**TASK BRIEF:**
Reproduce the material below word for word, beginning with the line that contains "In this picture, where can the tourist" and continuing through the line that contains "point(187, 284)", with both of those lines included. Leave the pictures out.

**MATERIAL PROVIDED:**
------

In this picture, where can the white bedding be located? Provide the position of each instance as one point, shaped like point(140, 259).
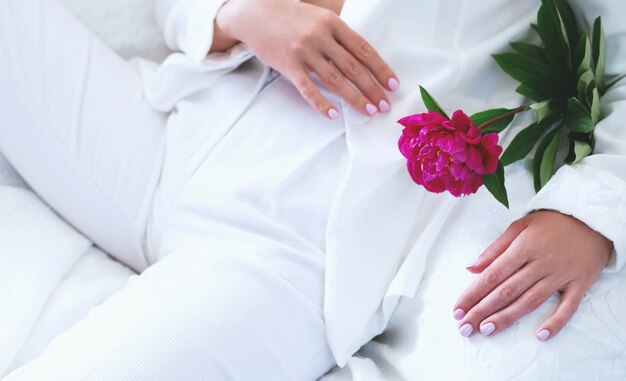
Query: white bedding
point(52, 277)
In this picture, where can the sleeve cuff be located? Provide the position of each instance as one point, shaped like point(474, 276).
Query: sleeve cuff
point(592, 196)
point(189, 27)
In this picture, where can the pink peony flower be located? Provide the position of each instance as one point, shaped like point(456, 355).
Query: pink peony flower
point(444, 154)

------

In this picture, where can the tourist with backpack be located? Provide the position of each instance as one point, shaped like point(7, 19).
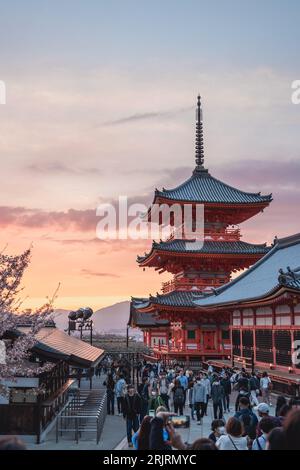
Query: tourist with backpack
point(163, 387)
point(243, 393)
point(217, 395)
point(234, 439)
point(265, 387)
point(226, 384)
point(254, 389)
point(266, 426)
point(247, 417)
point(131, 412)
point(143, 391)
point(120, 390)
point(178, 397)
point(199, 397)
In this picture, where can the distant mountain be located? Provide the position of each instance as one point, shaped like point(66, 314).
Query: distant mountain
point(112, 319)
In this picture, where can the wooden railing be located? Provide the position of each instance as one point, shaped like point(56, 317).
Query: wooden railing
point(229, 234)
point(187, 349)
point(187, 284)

------

**THE SOLUTION:**
In this picture, where can the tourist with backpack be located? Provide the position of each instance as one point, shaped like point(7, 19).
Query: tourist with backpack
point(163, 387)
point(243, 393)
point(217, 395)
point(234, 439)
point(265, 387)
point(226, 384)
point(254, 389)
point(266, 426)
point(247, 417)
point(131, 412)
point(143, 391)
point(120, 390)
point(178, 397)
point(199, 397)
In this picture, where can the distant mountain be located? Provide the position of each instance as one point, shaped like point(66, 314).
Query: distant mountain
point(112, 319)
In this picture, where can the wooden railing be located? Provide the position of each instance as one point, shaped like point(56, 317).
Query: wooden railing
point(229, 234)
point(187, 349)
point(187, 284)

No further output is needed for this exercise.